Swap "bird's head" for "bird's tail" throughout the data below and reproduce it with nothing else changed.

-=-=-=-=-

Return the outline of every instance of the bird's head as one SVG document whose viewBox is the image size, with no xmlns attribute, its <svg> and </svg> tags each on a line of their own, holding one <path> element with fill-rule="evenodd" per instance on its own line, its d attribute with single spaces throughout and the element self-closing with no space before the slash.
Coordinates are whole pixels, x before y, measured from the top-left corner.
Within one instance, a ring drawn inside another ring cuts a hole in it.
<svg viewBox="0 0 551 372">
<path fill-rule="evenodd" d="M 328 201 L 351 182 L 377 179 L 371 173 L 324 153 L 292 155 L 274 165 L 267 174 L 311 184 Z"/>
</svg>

-=-=-=-=-

Finished exercise —
Return the outline of every instance of the bird's tail as one SVG document whose viewBox is the image size, with no xmlns attribute, its <svg> and </svg> tags each on a line of their own, holding one <path> element with fill-rule="evenodd" per instance on its own line, its d attribute with single spaces throughout and the element self-closing with no space before the slash.
Coordinates are whole pixels, x before y, measured from the top-left corner.
Within one instance, a ring drawn inside another ring cuts a hole in it.
<svg viewBox="0 0 551 372">
<path fill-rule="evenodd" d="M 328 201 L 351 182 L 377 179 L 371 173 L 324 153 L 292 155 L 274 165 L 267 174 L 311 184 Z"/>
</svg>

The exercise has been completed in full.